▶ About this exercise
Please report how many lines in the data below contain "dropper". Nothing besides the number should be written.

======== Available data ========

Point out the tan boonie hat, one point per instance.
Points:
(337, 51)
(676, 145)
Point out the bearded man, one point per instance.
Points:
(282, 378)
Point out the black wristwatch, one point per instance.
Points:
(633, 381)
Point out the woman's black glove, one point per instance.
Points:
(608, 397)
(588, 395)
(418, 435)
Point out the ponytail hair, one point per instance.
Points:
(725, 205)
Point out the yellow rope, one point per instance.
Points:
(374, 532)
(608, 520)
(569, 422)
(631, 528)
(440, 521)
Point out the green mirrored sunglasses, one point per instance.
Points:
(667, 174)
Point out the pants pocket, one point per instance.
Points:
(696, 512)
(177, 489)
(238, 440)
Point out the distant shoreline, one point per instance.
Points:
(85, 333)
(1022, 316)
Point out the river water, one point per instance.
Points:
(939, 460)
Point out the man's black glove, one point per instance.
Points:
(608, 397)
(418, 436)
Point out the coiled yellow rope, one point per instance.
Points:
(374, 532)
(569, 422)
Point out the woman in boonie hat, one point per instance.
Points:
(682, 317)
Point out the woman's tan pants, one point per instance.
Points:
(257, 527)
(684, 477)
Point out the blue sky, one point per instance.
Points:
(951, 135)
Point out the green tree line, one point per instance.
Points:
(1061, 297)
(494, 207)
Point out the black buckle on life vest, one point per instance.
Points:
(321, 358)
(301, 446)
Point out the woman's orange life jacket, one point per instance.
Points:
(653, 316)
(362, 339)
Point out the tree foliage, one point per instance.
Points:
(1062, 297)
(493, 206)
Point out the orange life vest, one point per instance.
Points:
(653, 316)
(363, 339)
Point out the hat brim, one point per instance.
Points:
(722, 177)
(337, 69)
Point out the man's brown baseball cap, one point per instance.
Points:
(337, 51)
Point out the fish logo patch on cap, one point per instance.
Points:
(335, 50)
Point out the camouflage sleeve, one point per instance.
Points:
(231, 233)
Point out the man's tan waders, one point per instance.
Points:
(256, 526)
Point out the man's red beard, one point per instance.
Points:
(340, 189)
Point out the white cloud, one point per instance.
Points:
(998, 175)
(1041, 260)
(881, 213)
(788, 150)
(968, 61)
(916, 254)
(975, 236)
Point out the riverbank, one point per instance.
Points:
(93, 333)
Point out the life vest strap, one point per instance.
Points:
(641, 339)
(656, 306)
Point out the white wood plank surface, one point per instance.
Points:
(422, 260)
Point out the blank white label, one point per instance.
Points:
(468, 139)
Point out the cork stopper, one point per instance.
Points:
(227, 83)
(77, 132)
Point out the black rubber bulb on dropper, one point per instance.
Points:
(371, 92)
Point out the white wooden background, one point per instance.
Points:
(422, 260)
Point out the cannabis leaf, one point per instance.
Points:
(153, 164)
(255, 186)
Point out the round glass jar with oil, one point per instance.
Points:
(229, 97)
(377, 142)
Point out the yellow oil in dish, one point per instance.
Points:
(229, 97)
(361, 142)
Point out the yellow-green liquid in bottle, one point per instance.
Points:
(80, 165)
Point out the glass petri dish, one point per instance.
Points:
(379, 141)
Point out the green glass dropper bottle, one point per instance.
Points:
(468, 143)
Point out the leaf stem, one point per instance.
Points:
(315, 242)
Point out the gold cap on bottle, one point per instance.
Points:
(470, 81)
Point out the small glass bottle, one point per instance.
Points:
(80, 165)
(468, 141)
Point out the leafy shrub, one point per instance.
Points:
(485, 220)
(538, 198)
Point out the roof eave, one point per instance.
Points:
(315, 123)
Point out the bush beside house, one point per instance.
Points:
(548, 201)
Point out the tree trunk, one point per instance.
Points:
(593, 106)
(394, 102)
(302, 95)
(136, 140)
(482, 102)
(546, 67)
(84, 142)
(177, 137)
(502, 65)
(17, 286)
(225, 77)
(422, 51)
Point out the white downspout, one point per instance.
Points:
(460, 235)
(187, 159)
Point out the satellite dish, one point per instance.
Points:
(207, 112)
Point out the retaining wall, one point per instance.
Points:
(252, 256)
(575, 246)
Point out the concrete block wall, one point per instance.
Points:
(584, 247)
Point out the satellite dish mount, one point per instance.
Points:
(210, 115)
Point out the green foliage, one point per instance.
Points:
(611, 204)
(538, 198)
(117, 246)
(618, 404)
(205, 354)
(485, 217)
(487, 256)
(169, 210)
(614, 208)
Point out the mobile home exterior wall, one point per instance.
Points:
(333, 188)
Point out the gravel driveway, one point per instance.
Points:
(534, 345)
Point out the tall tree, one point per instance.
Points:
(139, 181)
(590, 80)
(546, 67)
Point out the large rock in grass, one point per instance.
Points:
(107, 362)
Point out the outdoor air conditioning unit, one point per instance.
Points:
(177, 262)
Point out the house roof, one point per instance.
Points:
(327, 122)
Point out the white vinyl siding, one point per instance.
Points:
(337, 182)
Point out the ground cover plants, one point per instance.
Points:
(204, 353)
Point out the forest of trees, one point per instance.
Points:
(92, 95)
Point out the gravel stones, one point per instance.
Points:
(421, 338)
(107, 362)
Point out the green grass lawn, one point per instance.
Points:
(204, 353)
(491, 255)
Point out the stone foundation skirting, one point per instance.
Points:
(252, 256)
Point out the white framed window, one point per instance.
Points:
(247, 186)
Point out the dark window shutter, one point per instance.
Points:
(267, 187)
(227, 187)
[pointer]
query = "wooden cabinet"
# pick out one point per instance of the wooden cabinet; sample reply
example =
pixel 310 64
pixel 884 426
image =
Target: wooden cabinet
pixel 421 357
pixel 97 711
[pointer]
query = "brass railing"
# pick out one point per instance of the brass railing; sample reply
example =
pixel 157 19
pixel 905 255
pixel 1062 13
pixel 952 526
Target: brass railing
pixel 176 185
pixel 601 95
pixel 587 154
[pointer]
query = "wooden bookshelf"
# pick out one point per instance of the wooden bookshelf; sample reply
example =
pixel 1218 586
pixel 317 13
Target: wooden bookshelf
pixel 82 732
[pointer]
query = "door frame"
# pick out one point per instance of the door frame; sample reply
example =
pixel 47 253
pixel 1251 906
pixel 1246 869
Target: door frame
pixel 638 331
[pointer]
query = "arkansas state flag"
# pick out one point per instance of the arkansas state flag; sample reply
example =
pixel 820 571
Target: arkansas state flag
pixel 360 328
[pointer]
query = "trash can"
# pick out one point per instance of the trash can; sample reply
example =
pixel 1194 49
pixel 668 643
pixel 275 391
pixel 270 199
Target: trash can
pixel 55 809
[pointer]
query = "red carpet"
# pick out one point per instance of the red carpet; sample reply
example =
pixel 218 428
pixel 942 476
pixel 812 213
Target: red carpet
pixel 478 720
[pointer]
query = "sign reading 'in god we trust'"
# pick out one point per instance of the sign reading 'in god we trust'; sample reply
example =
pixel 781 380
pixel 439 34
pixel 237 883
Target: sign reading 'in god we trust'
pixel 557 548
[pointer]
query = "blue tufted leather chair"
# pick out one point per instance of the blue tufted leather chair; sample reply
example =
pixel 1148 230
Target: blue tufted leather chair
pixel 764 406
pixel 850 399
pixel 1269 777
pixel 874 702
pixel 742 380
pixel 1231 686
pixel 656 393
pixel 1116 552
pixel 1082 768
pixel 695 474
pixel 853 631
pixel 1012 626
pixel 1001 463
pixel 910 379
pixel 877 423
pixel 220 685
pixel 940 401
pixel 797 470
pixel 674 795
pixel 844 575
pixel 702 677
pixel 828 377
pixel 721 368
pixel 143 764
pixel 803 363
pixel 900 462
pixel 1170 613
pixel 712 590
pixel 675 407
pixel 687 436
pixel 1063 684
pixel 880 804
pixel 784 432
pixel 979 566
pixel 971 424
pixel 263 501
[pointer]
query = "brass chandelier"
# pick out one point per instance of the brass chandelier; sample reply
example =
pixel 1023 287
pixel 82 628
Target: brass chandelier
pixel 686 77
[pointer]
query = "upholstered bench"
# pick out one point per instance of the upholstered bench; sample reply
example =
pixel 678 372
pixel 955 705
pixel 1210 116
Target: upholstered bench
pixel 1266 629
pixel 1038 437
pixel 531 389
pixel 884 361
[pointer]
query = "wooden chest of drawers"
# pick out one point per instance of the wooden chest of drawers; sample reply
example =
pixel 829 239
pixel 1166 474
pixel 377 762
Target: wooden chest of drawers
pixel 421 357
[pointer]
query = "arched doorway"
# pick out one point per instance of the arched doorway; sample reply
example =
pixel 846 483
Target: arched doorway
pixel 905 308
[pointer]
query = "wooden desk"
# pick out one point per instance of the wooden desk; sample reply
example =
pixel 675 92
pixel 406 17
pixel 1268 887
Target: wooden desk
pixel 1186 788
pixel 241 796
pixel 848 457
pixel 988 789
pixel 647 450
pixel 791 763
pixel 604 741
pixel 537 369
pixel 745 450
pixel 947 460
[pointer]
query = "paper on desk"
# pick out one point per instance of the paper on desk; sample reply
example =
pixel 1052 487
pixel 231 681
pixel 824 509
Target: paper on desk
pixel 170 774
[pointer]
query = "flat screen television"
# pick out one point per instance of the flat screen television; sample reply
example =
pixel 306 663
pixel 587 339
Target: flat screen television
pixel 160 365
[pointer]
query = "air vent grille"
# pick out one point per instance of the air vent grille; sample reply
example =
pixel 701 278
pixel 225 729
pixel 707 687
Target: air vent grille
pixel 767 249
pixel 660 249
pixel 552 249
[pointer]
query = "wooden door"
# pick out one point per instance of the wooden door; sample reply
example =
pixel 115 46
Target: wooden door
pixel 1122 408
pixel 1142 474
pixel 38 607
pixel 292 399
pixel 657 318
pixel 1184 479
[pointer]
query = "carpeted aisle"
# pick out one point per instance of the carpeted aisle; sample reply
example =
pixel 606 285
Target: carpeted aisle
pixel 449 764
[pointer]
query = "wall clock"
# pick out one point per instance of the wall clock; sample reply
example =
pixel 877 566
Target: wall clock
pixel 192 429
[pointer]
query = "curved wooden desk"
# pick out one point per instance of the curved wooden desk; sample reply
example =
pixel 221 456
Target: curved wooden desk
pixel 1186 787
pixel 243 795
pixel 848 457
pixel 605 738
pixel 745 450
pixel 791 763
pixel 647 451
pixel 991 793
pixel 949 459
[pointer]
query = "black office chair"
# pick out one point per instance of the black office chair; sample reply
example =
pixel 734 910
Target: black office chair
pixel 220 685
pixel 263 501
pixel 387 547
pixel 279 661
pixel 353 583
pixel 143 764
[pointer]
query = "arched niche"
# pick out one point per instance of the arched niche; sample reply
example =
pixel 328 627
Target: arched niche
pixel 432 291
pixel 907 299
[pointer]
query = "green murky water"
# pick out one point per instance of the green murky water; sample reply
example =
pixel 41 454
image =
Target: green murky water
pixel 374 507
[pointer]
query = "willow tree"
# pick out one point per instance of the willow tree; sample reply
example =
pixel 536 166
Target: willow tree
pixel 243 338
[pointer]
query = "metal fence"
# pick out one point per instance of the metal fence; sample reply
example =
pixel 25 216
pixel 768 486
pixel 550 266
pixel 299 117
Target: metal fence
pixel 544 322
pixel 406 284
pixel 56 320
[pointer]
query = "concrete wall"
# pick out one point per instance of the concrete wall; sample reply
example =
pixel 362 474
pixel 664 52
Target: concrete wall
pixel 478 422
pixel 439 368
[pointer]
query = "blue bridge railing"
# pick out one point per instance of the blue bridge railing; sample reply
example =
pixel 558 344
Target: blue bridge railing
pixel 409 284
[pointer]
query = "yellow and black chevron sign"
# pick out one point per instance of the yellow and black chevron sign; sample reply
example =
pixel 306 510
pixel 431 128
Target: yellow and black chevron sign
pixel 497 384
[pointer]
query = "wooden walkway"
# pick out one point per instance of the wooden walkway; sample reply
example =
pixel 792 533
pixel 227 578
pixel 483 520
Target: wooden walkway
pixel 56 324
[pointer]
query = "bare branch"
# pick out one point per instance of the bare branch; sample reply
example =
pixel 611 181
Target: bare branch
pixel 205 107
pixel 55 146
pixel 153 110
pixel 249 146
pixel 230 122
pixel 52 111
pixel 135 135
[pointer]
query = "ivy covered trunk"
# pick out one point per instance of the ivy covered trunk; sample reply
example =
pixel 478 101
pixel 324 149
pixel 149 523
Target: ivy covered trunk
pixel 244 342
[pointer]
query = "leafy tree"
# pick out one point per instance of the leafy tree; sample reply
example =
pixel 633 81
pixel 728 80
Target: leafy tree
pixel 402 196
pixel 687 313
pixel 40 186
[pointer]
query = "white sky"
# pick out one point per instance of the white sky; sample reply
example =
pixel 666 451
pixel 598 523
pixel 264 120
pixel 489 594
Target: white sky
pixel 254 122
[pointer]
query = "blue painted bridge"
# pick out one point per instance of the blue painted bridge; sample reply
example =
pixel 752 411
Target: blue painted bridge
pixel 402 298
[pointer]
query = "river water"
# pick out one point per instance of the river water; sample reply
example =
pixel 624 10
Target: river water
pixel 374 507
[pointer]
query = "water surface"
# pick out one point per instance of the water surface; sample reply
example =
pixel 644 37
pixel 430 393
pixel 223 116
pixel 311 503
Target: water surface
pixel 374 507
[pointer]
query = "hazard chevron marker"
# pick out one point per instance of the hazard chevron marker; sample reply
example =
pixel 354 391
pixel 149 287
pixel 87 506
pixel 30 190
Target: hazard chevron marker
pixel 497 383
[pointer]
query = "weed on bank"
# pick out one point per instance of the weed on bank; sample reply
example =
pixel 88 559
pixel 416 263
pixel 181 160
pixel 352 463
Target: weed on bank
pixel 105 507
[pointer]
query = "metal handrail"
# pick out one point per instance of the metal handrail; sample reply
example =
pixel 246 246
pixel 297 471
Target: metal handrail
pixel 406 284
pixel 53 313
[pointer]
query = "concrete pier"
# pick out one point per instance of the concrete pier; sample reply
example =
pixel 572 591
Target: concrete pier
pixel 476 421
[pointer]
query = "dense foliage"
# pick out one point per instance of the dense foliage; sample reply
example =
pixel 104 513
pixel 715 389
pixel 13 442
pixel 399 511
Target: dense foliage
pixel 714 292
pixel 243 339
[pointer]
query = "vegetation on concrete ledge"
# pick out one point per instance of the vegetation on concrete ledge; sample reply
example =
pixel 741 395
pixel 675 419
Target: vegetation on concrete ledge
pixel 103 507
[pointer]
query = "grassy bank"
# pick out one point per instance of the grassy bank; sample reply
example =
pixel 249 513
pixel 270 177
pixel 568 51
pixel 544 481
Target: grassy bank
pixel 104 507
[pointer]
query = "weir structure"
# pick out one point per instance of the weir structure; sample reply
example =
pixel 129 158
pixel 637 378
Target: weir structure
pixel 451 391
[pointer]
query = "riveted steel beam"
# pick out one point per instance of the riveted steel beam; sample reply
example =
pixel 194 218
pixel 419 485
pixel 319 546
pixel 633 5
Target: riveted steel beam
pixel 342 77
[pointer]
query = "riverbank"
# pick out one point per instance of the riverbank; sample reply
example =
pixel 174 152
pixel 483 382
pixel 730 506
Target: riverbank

========

▶ Result of this exercise
2